## [PROMPT]
The entries below need to be written out exactly, with no pictures included.

(Some records)

^^^^

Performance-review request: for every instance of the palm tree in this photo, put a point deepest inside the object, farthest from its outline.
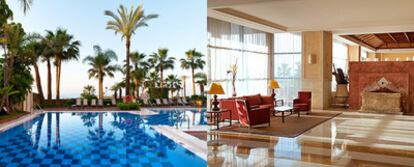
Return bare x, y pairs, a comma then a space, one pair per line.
201, 80
65, 48
173, 83
34, 51
126, 22
141, 68
160, 61
193, 61
101, 66
26, 4
184, 79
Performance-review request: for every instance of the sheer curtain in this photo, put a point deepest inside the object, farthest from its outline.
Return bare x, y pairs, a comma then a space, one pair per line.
287, 62
230, 43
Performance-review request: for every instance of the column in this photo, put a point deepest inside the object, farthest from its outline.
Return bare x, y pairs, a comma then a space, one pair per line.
317, 67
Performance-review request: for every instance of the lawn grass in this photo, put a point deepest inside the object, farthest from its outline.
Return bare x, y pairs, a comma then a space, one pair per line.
14, 115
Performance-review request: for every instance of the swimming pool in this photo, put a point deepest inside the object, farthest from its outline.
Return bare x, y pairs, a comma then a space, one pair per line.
94, 139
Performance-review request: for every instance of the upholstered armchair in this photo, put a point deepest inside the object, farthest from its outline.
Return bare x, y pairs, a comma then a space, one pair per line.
252, 116
303, 102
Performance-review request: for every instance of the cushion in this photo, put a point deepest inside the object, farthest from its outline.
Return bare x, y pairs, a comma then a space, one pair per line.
267, 100
253, 100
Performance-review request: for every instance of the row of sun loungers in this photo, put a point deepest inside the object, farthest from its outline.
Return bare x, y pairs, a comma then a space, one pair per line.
94, 103
158, 102
166, 102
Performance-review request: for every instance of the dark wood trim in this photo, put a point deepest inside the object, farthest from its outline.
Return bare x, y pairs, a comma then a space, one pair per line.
358, 41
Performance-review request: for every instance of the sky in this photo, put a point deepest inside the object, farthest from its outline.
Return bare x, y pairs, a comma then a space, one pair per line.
181, 25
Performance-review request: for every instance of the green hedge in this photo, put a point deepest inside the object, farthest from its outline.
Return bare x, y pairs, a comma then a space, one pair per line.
128, 106
158, 93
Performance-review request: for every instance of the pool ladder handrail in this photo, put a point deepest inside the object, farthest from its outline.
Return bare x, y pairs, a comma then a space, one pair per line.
37, 107
179, 120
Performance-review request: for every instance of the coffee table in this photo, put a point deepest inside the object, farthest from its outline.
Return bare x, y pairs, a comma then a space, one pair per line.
283, 109
215, 116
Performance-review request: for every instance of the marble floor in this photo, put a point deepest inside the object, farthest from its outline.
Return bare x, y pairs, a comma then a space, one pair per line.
350, 139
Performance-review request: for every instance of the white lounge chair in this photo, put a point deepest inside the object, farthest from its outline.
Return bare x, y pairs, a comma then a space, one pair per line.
165, 101
85, 103
100, 102
146, 102
93, 103
78, 103
171, 101
158, 102
185, 101
180, 101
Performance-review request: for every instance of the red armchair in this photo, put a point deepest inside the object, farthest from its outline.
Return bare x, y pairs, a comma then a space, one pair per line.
252, 116
231, 105
303, 102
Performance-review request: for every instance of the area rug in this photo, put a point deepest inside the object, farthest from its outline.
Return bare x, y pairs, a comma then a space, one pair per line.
292, 127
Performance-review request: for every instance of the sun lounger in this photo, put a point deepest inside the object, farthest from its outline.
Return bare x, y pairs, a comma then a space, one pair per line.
158, 102
180, 101
165, 101
147, 102
171, 101
93, 103
85, 103
185, 101
78, 103
100, 102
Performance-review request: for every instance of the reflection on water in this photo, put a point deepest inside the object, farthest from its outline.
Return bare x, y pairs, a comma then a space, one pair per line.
94, 139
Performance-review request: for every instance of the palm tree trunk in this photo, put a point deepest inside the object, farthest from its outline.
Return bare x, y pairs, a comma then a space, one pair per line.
202, 90
161, 76
193, 80
101, 87
38, 82
58, 66
137, 89
49, 81
127, 87
6, 69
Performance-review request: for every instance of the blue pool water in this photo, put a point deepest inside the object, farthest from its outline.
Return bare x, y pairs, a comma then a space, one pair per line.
97, 139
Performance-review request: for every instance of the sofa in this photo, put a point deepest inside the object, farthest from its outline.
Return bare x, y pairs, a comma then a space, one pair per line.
249, 116
254, 101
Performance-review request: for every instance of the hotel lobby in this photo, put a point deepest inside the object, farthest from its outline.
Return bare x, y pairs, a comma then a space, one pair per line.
311, 83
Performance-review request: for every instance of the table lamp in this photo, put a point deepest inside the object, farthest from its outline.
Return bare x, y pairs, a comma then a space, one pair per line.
215, 89
273, 84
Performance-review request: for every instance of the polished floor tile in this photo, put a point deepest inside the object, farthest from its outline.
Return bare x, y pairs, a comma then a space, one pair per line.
350, 139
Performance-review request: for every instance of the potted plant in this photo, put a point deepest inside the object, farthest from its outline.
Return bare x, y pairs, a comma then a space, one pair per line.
341, 85
233, 72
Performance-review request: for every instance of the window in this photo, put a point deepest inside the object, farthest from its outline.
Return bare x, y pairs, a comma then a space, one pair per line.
287, 65
229, 44
339, 59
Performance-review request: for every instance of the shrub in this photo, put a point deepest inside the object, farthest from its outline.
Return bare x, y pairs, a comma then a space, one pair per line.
128, 106
158, 93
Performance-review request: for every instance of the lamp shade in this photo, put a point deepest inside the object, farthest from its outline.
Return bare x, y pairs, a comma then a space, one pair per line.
215, 88
273, 84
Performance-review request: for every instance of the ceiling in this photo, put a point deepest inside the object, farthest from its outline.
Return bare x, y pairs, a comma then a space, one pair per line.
377, 41
339, 16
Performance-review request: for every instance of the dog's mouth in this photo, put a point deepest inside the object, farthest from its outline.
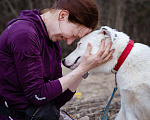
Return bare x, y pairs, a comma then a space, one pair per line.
73, 66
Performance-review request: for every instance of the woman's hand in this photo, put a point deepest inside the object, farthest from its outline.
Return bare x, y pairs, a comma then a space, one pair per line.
102, 56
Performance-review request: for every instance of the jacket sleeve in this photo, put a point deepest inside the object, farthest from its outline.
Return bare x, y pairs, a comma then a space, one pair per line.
66, 95
25, 47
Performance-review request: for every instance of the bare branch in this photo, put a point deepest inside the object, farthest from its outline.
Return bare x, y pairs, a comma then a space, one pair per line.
11, 8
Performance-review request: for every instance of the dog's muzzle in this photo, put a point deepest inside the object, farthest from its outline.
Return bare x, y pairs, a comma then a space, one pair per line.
69, 66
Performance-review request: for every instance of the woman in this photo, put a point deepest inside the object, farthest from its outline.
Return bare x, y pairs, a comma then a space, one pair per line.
30, 71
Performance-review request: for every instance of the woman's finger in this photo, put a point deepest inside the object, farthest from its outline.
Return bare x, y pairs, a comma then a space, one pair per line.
107, 50
101, 49
88, 49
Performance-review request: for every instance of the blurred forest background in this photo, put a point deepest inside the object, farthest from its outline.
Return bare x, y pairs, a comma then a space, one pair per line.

^^^^

## [EXERCISE OUTPUT]
Performance-review request: for every instance of the palm tree in this photo, put a point deepest inside the object, farthest from its outline.
Return bare x, y pairs, a comma then a space, one pair per line.
201, 80
65, 48
173, 83
34, 51
126, 22
141, 68
160, 61
193, 61
101, 66
26, 4
184, 79
Performance-review request: for every instance of the sheer curtain in this photo, put a point deepest inside the object, farthest from its outline.
Return bare x, y pairs, a comma then a space, one pair per line.
287, 62
230, 43
Performance-review request: for every instance of the column in this photo, put a point deepest inside the object, farthest from its outline.
Return bare x, y pairs, a comma then a space, one pair per line.
317, 67
Performance-review request: for every instance of the lawn grass in this photo, put a point deepest inside the object, farthest from its outline.
Return bare x, y pairs, a comma then a space, one pair per line.
14, 115
Performance-review request: for every instance of the swimming pool in this photo, put a point deepest inside the object, farthest from its outline.
Return bare x, y pairs, a comma then a space, one pair per line.
94, 139
Performance-review request: for every instance of the upholstered armchair in this photo, put a point deepest inside the object, farthest from its outline.
Return bare x, y pairs, a comma then a space, one pair per line.
252, 116
303, 102
Performance-review request: for every instance of the cushion in this photo, put a point deepest inside the object, farthest from its outline.
Return bare x, y pairs, a comma then a space, one pair per line.
267, 100
253, 100
Performance-review request: for every instance of the row of sun loungers in this photo, put a point deepest inside the object, farthest from its outline.
Return bare x, y pairs, a comma then a space, one pair per line.
94, 103
158, 102
166, 102
Performance-review request: for every instance of the dark wood trim in this photo, put a point deepest inside the object, farthest from its outline.
Return bare x, y pairs, a comma then a space, one pair per line.
358, 41
Performance-review request: for every instance of the sky in this photo, put a point deepest inside the object, farthest from its outline.
Return bare x, y pairs, a comma then a space, one pair per line.
181, 25
Performance-review request: for every instance of the green hedge in this photo, put a point deepest inside the object, farthest from its outline.
Return bare x, y pairs, a comma then a space, one pair per line.
128, 106
158, 93
Performance-review request: for every instance of the pool ladder handrail in this photo, put a point deepest inside the object, farthest from its outline.
Return bare x, y pairs, a comma then a space, one pair per line.
37, 107
179, 120
Performance-review request: for every instance of the coffee table in this photo, put a point deepest inside the object, farthest from its outline.
Return bare x, y pairs, a comma then a space, one pair per line.
283, 109
215, 116
Performance-review request: for every instance of the marble floor in this photo, put a point deepest inside the object, farthest from its outline.
Return bare x, y pairs, a comma then a space, one pair per line.
350, 139
Performance-review request: for every instance of the white lounge chair in this photo, put a point deepest inside the object, farthest from its outline.
Return bare x, y pairs, a comma then a space, one pair per line.
165, 101
85, 103
100, 102
146, 102
93, 103
78, 103
171, 101
158, 102
185, 101
180, 101
Performance-review request: for every instance of the red armchair in this photo, put a point deepest inside the object, farthest from its outline.
Return bare x, y pairs, a comma then a space, one pair per line.
252, 116
231, 105
303, 102
Performance-review request: for every instance of the area rug in this photo, put a point deepest inside the object, farthest from its outline.
Return bare x, y pairs, a comma then a space, one pair per line.
292, 127
Performance-review request: for every instance of the sun lounger in this photo, put a point deepest inside the object, farthest from its outline.
Return bare x, y pairs, a comma then a space, one pair per line.
158, 102
180, 101
165, 101
147, 102
171, 101
93, 103
85, 103
185, 101
78, 103
100, 102
Performance-review request: for every instance of the reflection on water in this photo, put a point deepest inside the object, farthest from its outline.
Return bare x, y pairs, a comma then a space, one pair per line.
94, 139
Performance-review request: for every instance of the palm tree trunk in this photo, put a point deepest inside the object, farthest from its outline.
Return bare x, y pairs, a comma then a space, one pair per line.
202, 90
161, 76
193, 80
101, 87
38, 82
58, 66
137, 89
49, 81
127, 87
6, 69
Performance-review request: for every instance of the blue pool water in this photo, put a point deepest inside the object, farthest from its outline.
Return bare x, y pairs, a comma then a space, one pair per line.
97, 139
Performance-review request: for every instance of the sofa in this photo, put a point deepest inside the object, farthest from its outline.
Return bare x, y pairs, a comma then a space, one pair per line.
249, 116
254, 101
Performance-review request: for every instance of the hotel lobby in this photo, put a point deepest inside the object, farthest from its outline.
Return bare x, y pairs, a comma then a space, one pair per line.
311, 83
Performance-review request: for every instance of the table lamp in this photo, put a point deepest inside the object, farthest from its outline.
Return bare x, y pairs, a comma then a space, one pair per line.
215, 89
273, 84
Performance-review request: for every instance of the polished floor tile in this photo, put a point deepest inside the object, farthest from its outline.
Return bare x, y pairs, a comma then a space, one pair per line.
350, 139
Performance-review request: for every instance of the potted plant in this photo, put a point deepest inside the object, farthest from its outline.
Return bare x, y pairs, a comma then a space, one pair per line.
341, 85
233, 72
Performance-review request: for every instance of the window in this photo, put a point deepest inside the object, farthest from its outline.
Return bare x, y pairs, a comma then a space, one pair per line.
287, 65
229, 44
339, 59
Performance-review request: for every instance of the shrub in this photo, put a point deepest inside the object, farthest from its outline.
Return bare x, y pairs, a comma then a space, one pair per line.
128, 106
158, 93
Performance-review request: for every instance of the lamp shade in this photo, put a point deepest inside the object, farthest from its outline.
Return bare x, y pairs, a comma then a space, one pair per line.
215, 88
273, 84
Performance-review request: for every instance of the ceiling in this photo, put a point deepest inside the object, farthest from its outline.
Return bare x, y pairs, a comma then a space, one pair per line.
377, 41
339, 16
Performance-review request: for every instance of the dog's mouth in this photo, put a point deepest inside the object, farthest from its outline.
Return bare x, y pairs, a comma then a space, one pair per line.
73, 66
Performance-review request: for every instance of the woman's hand in this photo, put a point deepest inside the object, farthest from its outline.
Return bare x, y pairs, a comma then a space, one pair per line.
102, 56
Performance-review request: for every instance of the jacket sleeve in this photo, put a point deepest inside the object, farthest from its outline.
Return bare x, y pairs, a comma then a space, one pair per line.
66, 95
25, 47
Performance-review request: for every instance of the bare branch in this photo, put a point deepest inside the object, farthest from its outline.
Return bare x, y pairs, a comma then a space, one pair per line.
11, 8
Performance-review request: for every instance of the dog's muzzle in this photo, put a point deepest inside the object, farthest from its outline.
Return bare x, y pairs, a comma then a space, one pair per line.
69, 66
Performance-review request: for every instance of the woman in this photo, put a point deepest inside the object, farthest from its outline.
Return bare x, y pairs, a comma then a space, one pair per line.
30, 71
Performance-review request: for every instance of the woman's finger in this photo, put a point deepest inside the object, farthest from its outline.
Return bare x, y pairs, a comma then a space, one pair per line.
107, 50
101, 49
88, 49
Performance-review request: for every instance of the blurred forest background in this photo, put a point deepest inside the object, farthest from its outline.
Return bare x, y pairs, a comma then a space, one pair per line.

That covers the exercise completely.